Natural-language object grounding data
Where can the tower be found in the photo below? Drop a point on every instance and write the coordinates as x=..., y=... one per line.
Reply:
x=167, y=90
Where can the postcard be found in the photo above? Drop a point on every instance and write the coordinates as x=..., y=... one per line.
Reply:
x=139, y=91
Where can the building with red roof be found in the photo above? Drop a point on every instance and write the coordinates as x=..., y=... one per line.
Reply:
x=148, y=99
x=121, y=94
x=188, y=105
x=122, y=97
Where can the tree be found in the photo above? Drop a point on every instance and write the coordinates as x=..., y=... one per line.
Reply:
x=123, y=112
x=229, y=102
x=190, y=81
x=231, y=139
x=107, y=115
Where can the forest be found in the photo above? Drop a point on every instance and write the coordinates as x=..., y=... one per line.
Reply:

ACTIVITY – Would you copy out all the entries above without changing a single character?

RESULT –
Where can the tower be found in the photo below? Drop a point on every instance and write the coordinates as x=..., y=... one per line.
Reply:
x=167, y=90
Where can the postcard be found in the photo above? Drop a point on every instance and write the coordinates as x=..., y=... one per line.
Reply:
x=139, y=91
Where can the building with red roof be found in the photo above? Drop a point on every instance and write the coordinates as x=..., y=... one per line.
Reply:
x=148, y=99
x=121, y=94
x=188, y=105
x=122, y=97
Where can the tree be found in the photo above? Drop a point on every instance and write the coordinates as x=..., y=... one per line.
Reply:
x=123, y=112
x=229, y=102
x=190, y=81
x=231, y=139
x=107, y=115
Where can the forest be found in the photo above? Drop a point on every instance and write the coordinates as x=..., y=... one per line.
Reply:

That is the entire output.